Copy the material below line for line, with no changes.

→ RECORD LIST:
+++

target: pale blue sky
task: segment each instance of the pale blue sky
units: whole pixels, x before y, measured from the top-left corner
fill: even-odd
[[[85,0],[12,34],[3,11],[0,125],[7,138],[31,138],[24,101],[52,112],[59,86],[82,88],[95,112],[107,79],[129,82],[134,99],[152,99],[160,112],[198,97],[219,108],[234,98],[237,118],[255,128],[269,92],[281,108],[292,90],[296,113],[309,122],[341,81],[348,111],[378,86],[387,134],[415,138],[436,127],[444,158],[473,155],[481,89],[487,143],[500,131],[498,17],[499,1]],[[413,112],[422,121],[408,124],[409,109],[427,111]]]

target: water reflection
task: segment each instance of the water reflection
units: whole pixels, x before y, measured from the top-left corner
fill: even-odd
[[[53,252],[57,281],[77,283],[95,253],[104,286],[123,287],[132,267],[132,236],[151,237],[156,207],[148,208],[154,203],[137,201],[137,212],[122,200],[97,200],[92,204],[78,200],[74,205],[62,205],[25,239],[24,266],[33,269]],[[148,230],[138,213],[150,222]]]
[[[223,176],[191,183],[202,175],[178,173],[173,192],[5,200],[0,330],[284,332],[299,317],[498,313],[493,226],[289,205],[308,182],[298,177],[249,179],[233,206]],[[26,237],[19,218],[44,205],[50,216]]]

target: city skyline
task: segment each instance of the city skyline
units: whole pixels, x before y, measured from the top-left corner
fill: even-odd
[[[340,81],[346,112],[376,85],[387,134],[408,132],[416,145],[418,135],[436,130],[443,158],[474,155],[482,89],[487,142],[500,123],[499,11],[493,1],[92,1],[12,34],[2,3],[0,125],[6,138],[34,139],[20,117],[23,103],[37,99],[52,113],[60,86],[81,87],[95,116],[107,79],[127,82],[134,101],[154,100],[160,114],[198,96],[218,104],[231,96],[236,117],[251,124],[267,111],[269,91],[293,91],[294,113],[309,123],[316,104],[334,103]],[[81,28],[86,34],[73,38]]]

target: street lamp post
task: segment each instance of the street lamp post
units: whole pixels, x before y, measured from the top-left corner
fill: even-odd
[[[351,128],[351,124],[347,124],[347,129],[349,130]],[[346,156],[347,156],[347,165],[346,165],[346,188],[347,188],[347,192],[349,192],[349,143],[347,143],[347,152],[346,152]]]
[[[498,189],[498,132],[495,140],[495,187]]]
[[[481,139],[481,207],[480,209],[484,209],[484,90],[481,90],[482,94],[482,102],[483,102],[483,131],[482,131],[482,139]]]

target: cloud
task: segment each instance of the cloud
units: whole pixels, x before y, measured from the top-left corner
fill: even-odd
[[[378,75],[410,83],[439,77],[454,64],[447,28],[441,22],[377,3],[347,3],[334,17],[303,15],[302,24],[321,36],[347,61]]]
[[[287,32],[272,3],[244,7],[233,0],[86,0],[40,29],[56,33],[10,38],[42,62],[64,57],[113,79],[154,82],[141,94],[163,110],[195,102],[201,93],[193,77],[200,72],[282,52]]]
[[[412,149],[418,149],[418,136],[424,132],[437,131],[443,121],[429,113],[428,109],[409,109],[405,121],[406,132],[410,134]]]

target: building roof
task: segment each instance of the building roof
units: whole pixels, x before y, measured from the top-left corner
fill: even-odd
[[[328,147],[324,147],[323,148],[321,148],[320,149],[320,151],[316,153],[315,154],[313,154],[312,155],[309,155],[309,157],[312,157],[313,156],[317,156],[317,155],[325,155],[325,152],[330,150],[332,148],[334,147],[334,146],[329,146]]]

+++

→ REPLY TO THE TASK:
target: pale blue sky
task: segment each instance of the pale blue sky
units: whole pixels, x before y, measured from the top-left corner
fill: even-odd
[[[85,0],[12,34],[3,11],[0,125],[7,138],[31,138],[24,101],[52,112],[59,86],[82,88],[95,112],[107,79],[129,82],[134,99],[152,99],[160,112],[198,97],[219,108],[234,98],[237,118],[255,128],[269,92],[281,108],[292,90],[296,113],[309,122],[341,81],[348,111],[378,86],[387,134],[415,138],[436,127],[444,158],[473,155],[481,89],[487,143],[500,131],[498,17],[499,1]],[[413,112],[422,121],[408,124],[409,109],[427,111]]]

target: water reflection
task: segment each instance of the water reflection
units: whole pixels, x before y, measured from the top-left corner
fill: even-odd
[[[53,252],[57,281],[77,283],[95,253],[104,286],[123,287],[132,267],[132,236],[151,237],[156,207],[148,208],[154,203],[137,201],[137,212],[122,200],[97,200],[92,204],[78,200],[74,205],[62,205],[25,239],[24,266],[33,269]],[[148,230],[138,213],[150,222]]]
[[[223,176],[191,183],[202,175],[178,173],[173,192],[5,200],[0,330],[284,332],[299,317],[498,313],[493,226],[289,205],[308,182],[298,177],[249,179],[233,206]],[[26,237],[19,218],[44,205],[50,216]]]

target: city skyline
task: segment each instance of the city skyline
units: whole pixels, x before y, measured from the top-left corner
fill: even-odd
[[[340,81],[346,112],[376,85],[387,134],[408,132],[416,145],[418,135],[436,130],[443,158],[474,155],[482,89],[487,142],[500,123],[499,11],[493,1],[92,1],[12,34],[2,3],[0,125],[6,138],[34,139],[20,117],[23,103],[37,99],[52,113],[60,86],[81,87],[95,116],[107,79],[127,82],[134,101],[154,100],[160,114],[198,96],[218,104],[231,96],[236,117],[251,124],[267,111],[269,91],[293,91],[294,113],[309,123],[316,104],[334,103]],[[81,28],[86,34],[73,38]]]

target: street lamp post
task: segment each instance of the street lamp post
units: whole pixels, x before y, measured from the top-left corner
fill: even-odd
[[[351,128],[351,124],[347,124],[347,129],[349,130]],[[346,156],[347,156],[347,165],[346,165],[346,188],[347,188],[347,192],[349,192],[349,143],[347,143],[347,152],[346,152]]]
[[[498,189],[498,132],[495,140],[495,187]]]
[[[481,139],[481,207],[480,209],[484,209],[484,90],[481,90],[482,94],[482,102],[483,102],[483,131],[482,131],[482,139]]]

target: cloud
task: segment each instance of the cloud
units: whole pixels, x before y, measured from the top-left corner
fill: even-odd
[[[378,75],[410,83],[439,77],[454,64],[447,28],[441,22],[377,3],[347,3],[334,17],[303,15],[302,24],[321,36],[347,61]]]
[[[287,32],[272,3],[244,7],[233,0],[86,0],[40,29],[56,33],[10,38],[42,62],[64,57],[113,79],[154,82],[141,94],[163,110],[195,102],[201,93],[193,77],[200,72],[282,52]]]
[[[412,149],[418,149],[418,136],[424,132],[437,131],[443,121],[429,113],[428,109],[409,109],[405,121],[406,132],[410,134]]]

target: building roof
task: segment each instance of the building roof
units: whole pixels, x before y, measured from the top-left corner
fill: even-odd
[[[328,147],[324,147],[323,148],[321,148],[320,149],[320,151],[316,153],[315,154],[313,154],[312,155],[309,155],[309,157],[312,157],[313,156],[317,156],[317,155],[325,155],[325,152],[330,150],[332,148],[334,147],[334,146],[329,146]]]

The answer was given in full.